Problem description
Copy out the lines below word for word.

Stored data
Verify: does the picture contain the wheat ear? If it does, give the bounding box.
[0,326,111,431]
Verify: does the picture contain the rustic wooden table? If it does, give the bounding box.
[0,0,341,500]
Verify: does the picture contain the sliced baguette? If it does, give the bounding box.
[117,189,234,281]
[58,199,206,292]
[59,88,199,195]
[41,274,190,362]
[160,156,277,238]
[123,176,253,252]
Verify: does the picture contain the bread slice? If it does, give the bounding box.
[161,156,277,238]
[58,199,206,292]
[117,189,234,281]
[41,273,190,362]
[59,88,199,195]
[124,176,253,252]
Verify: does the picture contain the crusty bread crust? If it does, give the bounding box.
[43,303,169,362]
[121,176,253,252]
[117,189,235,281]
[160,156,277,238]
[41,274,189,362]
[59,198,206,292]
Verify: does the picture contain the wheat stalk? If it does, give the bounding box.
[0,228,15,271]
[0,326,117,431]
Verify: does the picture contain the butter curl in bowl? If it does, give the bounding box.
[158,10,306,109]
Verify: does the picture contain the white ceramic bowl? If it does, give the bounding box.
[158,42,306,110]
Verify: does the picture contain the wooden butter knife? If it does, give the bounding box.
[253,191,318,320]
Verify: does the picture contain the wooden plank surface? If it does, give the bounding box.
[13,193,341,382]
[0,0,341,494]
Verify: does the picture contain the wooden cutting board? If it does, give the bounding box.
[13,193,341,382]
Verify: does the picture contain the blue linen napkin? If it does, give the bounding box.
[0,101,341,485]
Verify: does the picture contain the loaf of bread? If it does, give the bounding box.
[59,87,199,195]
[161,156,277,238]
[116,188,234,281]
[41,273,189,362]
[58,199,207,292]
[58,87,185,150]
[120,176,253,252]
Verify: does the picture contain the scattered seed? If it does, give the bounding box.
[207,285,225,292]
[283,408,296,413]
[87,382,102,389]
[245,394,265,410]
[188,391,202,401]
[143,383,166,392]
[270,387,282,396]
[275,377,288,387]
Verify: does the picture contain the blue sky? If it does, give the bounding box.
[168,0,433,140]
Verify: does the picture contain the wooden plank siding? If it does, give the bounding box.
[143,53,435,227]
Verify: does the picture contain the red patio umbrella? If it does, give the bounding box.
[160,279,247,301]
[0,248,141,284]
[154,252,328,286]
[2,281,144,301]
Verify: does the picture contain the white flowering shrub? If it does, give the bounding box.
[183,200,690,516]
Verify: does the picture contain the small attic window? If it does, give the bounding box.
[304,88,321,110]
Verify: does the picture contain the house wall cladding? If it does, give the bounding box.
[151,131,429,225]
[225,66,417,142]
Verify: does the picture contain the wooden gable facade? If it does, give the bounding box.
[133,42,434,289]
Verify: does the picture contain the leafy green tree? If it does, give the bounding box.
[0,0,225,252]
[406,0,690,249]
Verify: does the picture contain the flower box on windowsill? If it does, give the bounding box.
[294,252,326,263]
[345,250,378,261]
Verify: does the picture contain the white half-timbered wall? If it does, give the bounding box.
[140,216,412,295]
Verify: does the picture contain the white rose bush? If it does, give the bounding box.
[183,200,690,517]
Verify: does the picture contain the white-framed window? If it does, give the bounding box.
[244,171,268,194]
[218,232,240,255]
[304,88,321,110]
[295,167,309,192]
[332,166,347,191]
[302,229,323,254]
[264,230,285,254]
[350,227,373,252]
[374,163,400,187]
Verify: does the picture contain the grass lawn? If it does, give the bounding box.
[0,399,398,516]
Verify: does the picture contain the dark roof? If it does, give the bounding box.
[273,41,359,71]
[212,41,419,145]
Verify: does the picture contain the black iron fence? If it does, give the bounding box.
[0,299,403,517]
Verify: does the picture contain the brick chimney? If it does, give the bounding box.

Exercise output
Verify: does the picture contain the wheat ear? If it does, give the bounding box.
[0,326,111,431]
Verify: does the picture contain the rustic wooden table? If it does, give the bounding box.
[0,0,341,500]
Verify: does the picture contain the sliced baguette? If it does, give the bounding box.
[117,189,234,281]
[58,199,206,292]
[59,88,199,195]
[41,274,190,362]
[160,156,277,238]
[123,176,253,252]
Verify: does the picture contain the bread slice? If it does, give the bounding box.
[161,156,277,238]
[58,199,206,292]
[117,189,234,281]
[41,273,190,362]
[59,88,199,195]
[124,176,253,252]
Verify: does the picture contain the crusty bread crust? If it does, give the bounding box.
[43,303,169,362]
[121,176,253,252]
[117,189,235,281]
[160,156,277,238]
[41,274,189,362]
[59,198,206,292]
Verify: does the picture contain the wheat stalk? If it does, give the bounding box.
[0,228,15,271]
[0,326,117,431]
Verify: does the picture contain the butter curl in bowl? If it does, give the bounding box.
[158,10,306,109]
Verify: does the picture contain the white ceramic bowl? If it does, give the bounding box.
[158,42,306,110]
Verify: does the picture contain the wooden butter knife? If it does, give the bounding box.
[253,191,318,320]
Verify: does the picture contain the wooden plank surface? If it does, give the bounding box.
[13,193,341,382]
[0,0,341,494]
Verify: does the picture contain the wooden cutting board? If it does, give the bounding box.
[13,193,341,382]
Verify: does the picture contain the blue linen napkin? If it does, give the bounding box.
[0,101,341,485]
Verify: does the picture contain the loaf of bread? If it does, give the bounding box.
[59,87,199,195]
[161,156,277,238]
[116,188,234,281]
[41,273,189,362]
[58,199,207,292]
[58,87,185,150]
[120,176,253,252]
Verify: does the picture contain the scattered seed? If it does, give the bounding box.
[207,285,225,292]
[283,408,296,413]
[87,382,102,389]
[245,394,265,410]
[188,391,202,401]
[143,383,166,392]
[270,387,282,396]
[275,377,288,387]
Verify: does the picture contain the blue sky? If it does, give the bounding box.
[168,0,433,140]
Verify: does the picture contain the wooden plank siding? If it does, give the bounding box.
[143,53,435,227]
Verify: does the picture contain the red patio umbrella? If it does, give the bounding box.
[160,279,247,301]
[0,248,141,284]
[154,252,328,286]
[2,281,144,301]
Verify: does the picture contain the white flowering shrub? If it does, give the bounding box.
[183,200,690,516]
Verify: does the picture contain the small attic window? If it does, give the bounding box.
[304,88,321,110]
Verify: does the picture contain the house wall cladding? If it does, give the bounding box.
[151,131,429,225]
[225,66,417,142]
Verify: does the picture contain the wooden gable facade? If it does, give the bounding box.
[133,42,434,289]
Verify: does the picture contain the leafy green tree? If it does, give the bounding box.
[0,0,225,252]
[406,0,690,249]
Verify: does the picture contain the flower box on windowsill? If it does, give the bounding box.
[294,252,326,263]
[345,250,378,261]
Verify: does the picture contain the white half-timbered wall? If it does, give the bounding box.
[140,216,412,295]
Verify: does the picture contain the white rose bush? If it does, give the bounding box.
[183,200,690,517]
Verify: does the picture contain the white-framed window? If it does, give the bounding box.
[244,171,268,194]
[218,232,240,255]
[304,88,321,110]
[295,167,309,192]
[332,166,347,191]
[302,229,323,254]
[264,230,285,254]
[350,227,373,252]
[374,163,400,187]
Verify: does the picture contain the grass lawn? If it does, give the bounding box.
[0,399,398,516]
Verify: does the picture contain the dark roof? If it does, give the bounding box.
[273,41,359,71]
[212,41,419,145]
Verify: does the picture contain the black iron fence? If it does, give the bounding box.
[0,299,403,517]
Verify: does the picture contain the brick chimney? If it does, give the bounding box.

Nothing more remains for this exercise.